To be done
Turn the lines below into a numbered list, from the line containing "GET /detect?query=flat screen tv" through the end of the entries, and leave out any blank lines.
##### Information supplied
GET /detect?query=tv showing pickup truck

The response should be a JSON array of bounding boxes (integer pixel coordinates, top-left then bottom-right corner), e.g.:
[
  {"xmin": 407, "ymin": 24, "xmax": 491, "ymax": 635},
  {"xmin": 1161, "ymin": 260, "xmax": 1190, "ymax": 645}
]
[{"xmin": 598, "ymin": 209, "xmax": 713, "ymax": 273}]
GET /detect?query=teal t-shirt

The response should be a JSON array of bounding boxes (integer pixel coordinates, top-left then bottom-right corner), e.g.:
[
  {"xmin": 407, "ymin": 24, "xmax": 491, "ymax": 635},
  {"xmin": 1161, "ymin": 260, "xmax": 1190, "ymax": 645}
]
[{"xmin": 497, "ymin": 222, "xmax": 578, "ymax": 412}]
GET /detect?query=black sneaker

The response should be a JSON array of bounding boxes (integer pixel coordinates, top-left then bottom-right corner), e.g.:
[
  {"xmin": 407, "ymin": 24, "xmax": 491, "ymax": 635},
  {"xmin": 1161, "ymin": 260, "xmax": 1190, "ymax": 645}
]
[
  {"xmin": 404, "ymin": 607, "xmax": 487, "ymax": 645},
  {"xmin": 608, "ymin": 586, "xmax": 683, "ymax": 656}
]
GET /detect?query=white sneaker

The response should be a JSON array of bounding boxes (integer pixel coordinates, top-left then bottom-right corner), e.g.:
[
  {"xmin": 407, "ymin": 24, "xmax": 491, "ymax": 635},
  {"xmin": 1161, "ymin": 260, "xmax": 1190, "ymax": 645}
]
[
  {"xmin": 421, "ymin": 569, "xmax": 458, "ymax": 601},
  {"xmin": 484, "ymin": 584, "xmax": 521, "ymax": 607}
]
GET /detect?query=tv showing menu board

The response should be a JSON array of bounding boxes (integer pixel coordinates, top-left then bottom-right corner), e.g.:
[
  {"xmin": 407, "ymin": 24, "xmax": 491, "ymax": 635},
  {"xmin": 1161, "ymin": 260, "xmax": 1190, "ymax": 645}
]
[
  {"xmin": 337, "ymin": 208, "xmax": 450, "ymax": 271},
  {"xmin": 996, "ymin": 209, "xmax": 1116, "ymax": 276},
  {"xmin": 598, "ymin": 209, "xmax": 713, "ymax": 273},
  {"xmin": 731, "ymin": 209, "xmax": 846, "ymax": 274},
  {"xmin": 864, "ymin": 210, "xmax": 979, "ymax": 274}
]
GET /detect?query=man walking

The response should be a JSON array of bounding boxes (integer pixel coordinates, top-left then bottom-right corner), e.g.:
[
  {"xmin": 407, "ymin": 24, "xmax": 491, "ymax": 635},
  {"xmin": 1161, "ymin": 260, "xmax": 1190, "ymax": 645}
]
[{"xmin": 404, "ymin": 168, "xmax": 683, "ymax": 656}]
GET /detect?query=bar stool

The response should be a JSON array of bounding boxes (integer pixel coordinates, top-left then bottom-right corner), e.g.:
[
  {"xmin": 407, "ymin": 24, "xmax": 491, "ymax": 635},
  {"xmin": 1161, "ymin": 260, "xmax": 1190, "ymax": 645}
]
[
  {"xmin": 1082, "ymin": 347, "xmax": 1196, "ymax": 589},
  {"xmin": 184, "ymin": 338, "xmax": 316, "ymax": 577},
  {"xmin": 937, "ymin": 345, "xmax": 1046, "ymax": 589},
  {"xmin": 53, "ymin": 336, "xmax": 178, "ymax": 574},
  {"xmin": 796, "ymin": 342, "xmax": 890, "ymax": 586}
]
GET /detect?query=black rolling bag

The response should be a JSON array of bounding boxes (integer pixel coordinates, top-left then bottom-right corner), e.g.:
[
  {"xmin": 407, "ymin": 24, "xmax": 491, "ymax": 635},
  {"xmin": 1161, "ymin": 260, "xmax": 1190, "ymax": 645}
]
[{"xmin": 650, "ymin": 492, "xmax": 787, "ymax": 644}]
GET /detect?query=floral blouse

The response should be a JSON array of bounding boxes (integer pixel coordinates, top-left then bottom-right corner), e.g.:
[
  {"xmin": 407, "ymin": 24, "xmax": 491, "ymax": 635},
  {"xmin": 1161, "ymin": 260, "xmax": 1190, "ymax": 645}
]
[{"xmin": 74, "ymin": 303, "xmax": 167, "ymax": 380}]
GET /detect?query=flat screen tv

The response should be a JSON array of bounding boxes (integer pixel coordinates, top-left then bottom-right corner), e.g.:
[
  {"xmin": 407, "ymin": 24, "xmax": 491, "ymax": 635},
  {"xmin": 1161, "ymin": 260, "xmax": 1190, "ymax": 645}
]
##########
Task solution
1. GET /detect?query=flat screen tv
2. The response should be a JSON array of bounding boxes (integer pixel coordinates, top-left then bottom-right corner), e.g.:
3. [
4.   {"xmin": 407, "ymin": 24, "xmax": 491, "ymax": 635},
5.   {"xmin": 1161, "ymin": 260, "xmax": 1190, "ymax": 645}
6. ]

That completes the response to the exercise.